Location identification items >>
━━━━
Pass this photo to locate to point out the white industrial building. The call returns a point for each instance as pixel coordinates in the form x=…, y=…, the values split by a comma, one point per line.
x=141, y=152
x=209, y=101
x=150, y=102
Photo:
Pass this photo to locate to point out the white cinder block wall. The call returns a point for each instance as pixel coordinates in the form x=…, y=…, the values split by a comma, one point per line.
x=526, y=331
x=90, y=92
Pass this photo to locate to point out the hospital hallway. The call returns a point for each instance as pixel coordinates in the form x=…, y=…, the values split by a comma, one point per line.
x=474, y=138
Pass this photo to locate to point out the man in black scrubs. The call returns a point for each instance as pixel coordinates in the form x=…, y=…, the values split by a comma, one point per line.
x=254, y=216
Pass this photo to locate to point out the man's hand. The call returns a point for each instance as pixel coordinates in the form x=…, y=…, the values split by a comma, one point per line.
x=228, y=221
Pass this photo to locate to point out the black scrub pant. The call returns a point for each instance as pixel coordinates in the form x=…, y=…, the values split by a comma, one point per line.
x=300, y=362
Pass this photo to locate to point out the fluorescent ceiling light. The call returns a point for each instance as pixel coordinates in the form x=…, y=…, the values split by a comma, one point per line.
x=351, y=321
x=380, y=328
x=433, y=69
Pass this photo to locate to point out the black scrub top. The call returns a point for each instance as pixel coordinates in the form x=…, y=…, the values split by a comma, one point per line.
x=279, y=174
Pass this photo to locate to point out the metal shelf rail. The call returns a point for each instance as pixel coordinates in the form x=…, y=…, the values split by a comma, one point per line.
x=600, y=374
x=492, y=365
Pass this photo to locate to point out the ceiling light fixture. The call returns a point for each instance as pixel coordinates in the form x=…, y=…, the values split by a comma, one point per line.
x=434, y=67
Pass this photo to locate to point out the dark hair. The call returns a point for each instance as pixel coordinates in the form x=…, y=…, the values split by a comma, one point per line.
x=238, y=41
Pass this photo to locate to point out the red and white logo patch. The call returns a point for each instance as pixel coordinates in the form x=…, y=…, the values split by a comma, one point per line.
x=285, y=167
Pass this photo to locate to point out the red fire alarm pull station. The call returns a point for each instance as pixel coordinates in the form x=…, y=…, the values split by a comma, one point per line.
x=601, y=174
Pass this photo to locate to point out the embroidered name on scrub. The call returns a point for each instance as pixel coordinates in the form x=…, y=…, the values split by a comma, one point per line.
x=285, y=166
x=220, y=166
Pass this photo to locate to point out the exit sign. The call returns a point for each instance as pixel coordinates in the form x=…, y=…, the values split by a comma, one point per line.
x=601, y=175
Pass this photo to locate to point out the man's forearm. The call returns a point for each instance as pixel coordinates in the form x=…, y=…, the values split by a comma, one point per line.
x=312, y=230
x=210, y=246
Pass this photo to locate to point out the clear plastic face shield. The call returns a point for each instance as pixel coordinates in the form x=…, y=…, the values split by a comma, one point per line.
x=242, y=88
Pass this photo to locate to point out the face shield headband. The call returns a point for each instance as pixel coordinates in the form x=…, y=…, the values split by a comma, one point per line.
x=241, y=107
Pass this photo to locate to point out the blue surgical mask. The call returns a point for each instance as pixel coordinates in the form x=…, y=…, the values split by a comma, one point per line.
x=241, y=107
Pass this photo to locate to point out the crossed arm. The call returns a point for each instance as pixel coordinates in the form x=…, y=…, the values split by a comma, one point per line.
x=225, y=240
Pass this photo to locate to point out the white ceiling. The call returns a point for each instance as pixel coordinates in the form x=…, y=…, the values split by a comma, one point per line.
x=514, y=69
━━━━
Transcribe all of the data above line for line, with no changes.

Pass this photo to locate to point out the white industrial building. The call returns a point for each instance as pixel coordinates in the form x=…, y=…, the values split by a comma, one point per line.
x=141, y=152
x=209, y=101
x=150, y=102
Photo:
Pass this photo to locate to point out the white cinder block wall. The call returns a point for each instance as pixel coordinates in the form x=…, y=…, the values split by a comma, one point per line.
x=526, y=331
x=90, y=92
Pass this photo to locate to point out the hospital hallway. The call returns a point for each instance as pixel coordinates in the form x=…, y=…, the values split by a comma, one point per line.
x=474, y=138
Pass this photo to locate to point out the man in black scrubs. The call returns a point for each instance as pixel coordinates in the form x=…, y=…, the values split by a comma, one point per line.
x=254, y=216
Pass this photo to locate to point out the man's hand. The call returns a point for each instance as pixel coordinates in the form x=…, y=…, the values split by a comma, one point per line.
x=228, y=221
Pass this photo to locate to point out the black scrub pant. The call returns a point for each instance as pixel coordinates in the form x=…, y=…, the values split by a comma, one point per line.
x=300, y=362
Pass this photo to locate to point out the fluorescent ceiling light. The call returns a point for each instance as pixel coordinates in the form x=…, y=…, the values split by a comma, one point per line.
x=351, y=321
x=380, y=328
x=433, y=69
Pass this photo to locate to point out the black scrub top. The call returns a point for each instance as pixel coordinates in the form x=…, y=…, the values split by a comma, one point per line.
x=279, y=174
Pass this photo to locate to point out the metal shelf rail. The call returns a point for each instance as pixel coordinates in the form x=…, y=…, the values split by a comma, one point per line.
x=600, y=374
x=492, y=365
Pass this photo to locate to point out the ceiling light fixture. The call returns a point for each instance as pixel coordinates in the form x=…, y=…, the values split by a comma, one point per line.
x=434, y=67
Pass this photo to locate to point out the dark hair. The call returns a point for each instance as pixel coordinates in the form x=…, y=…, the values split by a comma, one point per line.
x=238, y=41
Pass this photo to locate to point out the red and white logo patch. The call returns a point for each instance as pixel coordinates in the form x=…, y=…, the values split by a comma, one point per line.
x=285, y=167
Pass this photo to locate to point out the red fire alarm pull station. The call returns a point for each instance as pixel coordinates in the form x=…, y=…, the values split by a comma, one point per line.
x=601, y=174
Pass this photo to locate to point out the embroidered name on scrub. The call returns a point for each instance as pixel coordinates in the form x=…, y=…, the values split by a comma, one point per line.
x=285, y=166
x=220, y=166
Pass this photo to locate to point out the exit sign. The call returns a point for each instance as pixel coordinates in the form x=…, y=…, the values split by a comma, one point per line.
x=601, y=175
Pass this photo to locate to point out the man's forearm. The call returns a point for each instance as pixel coordinates in the form x=…, y=…, the values split by a comma, one point per line.
x=312, y=230
x=210, y=246
Pass this photo to locate to point out the clear plastic face shield. The call returns a point for each instance as pixel coordinates in the form x=…, y=…, the values split by a comma, one point per line.
x=242, y=88
Pass this photo to locate to point out the face shield headband. The call returns a point for each instance as pixel coordinates in the form x=…, y=…, the values split by a comma, one point per line.
x=241, y=107
Pass this photo to locate to point out the blue surgical mask. The call returns a point for each instance as pixel coordinates in the form x=…, y=…, the values split by a comma, one point per line.
x=241, y=107
Pass this photo to locate to point out the crossed arm. The call returns a point for each instance as pixel coordinates in the form x=…, y=…, the values split by a comma, one point per line.
x=225, y=240
Pass this photo to locate to point out the white ceiling. The call returns a point for each instance as pixel coordinates in the form x=…, y=…, the values split by a comma, one point per line.
x=514, y=69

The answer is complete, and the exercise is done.